* _SET PROBLEM_
Please repeat, word for word, the stretch of the essay on Mexico from "All the way to" through "to us anyway.".

A Lesson of Mexico In the wake of September 11, the author encounters an enduring Mexican trait that might serve America well
From the Print Edition:
Kevin Spacey, Jan/Feb 02
In the weeks after September 11, with the sick odor of smoke still seeping through my neighborhood from Ground Zero, and ambulance sirens italicizing the nights, I began to yearn for my other country.
I'm a New Yorker, born and bred. I love my wounded American city more than any place on earth. But in those extraordinary weeks when we lived each hour in a jagged confusion of emotion -- shock, awe, fury, vulnerability -- I also longed for one of the continuities of my life. I ached for a special place and its special people. I wanted to walk out of my bedroom and see bougainvillea on a stone wall. I wanted to hear the laughter of uniformed schoolchildren leaping over schoolyard walls. I wanted newspapers and black coffee and mangoes glistening on a plate. I wanted a million vowels to soften my hard New York consonants. I wanted Mexico.
And so when it was possible to go -- all professional and personal duties satisfied for the moment -- my wife and I took a plane out of Newark to Mexico City, stealing a week from the ruined world. Security was brisk in the half-empty terminal. Three flights had been condensed into one, and there were only two visible changes. The Mexicans could no longer jam their groaning, oversized luggage bags into the overhead racks. And dinner was served with white plastic knives. Someone had decided that nobody would ever hijack a plane with a fork.
All the way to Mexico, while my wife slept, I drifted in and out of reverie and loss. I first saw Mexico in 1956, when I traveled with a friend all the way from New York on buses, changing in Laredo, then climbing into the mauve mountains behind Monterrey. That long night, a young Mexican man played guitar in the dark, crowded bus, singing the melancholy songs of home, he and the others all returning from time spent in the United States. The others joined him in the familiar choruses. We knew no Spanish beyond por favor and gracias. They were kind to us anyway.

* _Excerpts of location labeling data_
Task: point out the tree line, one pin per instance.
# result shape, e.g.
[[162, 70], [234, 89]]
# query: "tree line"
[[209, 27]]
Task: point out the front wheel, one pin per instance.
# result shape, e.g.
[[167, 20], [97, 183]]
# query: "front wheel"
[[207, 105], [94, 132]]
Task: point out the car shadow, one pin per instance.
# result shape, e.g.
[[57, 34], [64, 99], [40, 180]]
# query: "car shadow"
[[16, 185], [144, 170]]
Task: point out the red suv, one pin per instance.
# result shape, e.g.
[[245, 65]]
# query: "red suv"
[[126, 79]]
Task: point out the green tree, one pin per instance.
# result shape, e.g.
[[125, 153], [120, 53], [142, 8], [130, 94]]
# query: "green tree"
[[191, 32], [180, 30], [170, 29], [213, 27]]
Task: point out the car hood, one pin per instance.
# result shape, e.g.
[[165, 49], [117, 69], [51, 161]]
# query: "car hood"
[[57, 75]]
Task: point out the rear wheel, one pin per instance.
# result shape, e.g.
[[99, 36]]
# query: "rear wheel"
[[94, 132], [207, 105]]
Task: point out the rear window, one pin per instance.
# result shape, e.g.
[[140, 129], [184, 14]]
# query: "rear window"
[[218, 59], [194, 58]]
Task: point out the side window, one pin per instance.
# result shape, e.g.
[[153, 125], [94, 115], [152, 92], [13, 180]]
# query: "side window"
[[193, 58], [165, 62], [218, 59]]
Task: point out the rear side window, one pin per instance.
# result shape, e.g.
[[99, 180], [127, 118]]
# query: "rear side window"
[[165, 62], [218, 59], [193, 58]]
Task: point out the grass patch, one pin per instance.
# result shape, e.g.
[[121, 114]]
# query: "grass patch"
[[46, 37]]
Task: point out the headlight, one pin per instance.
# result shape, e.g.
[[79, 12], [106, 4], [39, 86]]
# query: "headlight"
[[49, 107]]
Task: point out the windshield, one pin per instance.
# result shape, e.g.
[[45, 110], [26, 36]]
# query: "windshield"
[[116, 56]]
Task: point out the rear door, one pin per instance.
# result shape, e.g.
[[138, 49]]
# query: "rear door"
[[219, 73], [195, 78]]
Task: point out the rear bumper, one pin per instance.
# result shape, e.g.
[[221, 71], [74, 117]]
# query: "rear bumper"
--
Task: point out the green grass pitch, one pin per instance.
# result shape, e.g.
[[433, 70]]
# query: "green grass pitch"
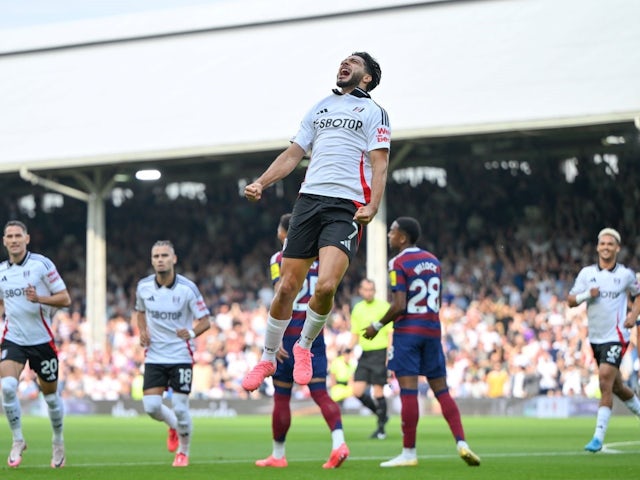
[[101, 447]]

* _WRITTEN REPLY_
All the way to Mexico, while my wife slept, I drifted in and out of reverie and loss. I first saw Mexico in 1956, when I traveled with a friend all the way from New York on buses, changing in Laredo, then climbing into the mauve mountains behind Monterrey. That long night, a young Mexican man played guitar in the dark, crowded bus, singing the melancholy songs of home, he and the others all returning from time spent in the United States. The others joined him in the familiar choruses. We knew no Spanish beyond por favor and gracias. They were kind to us anyway.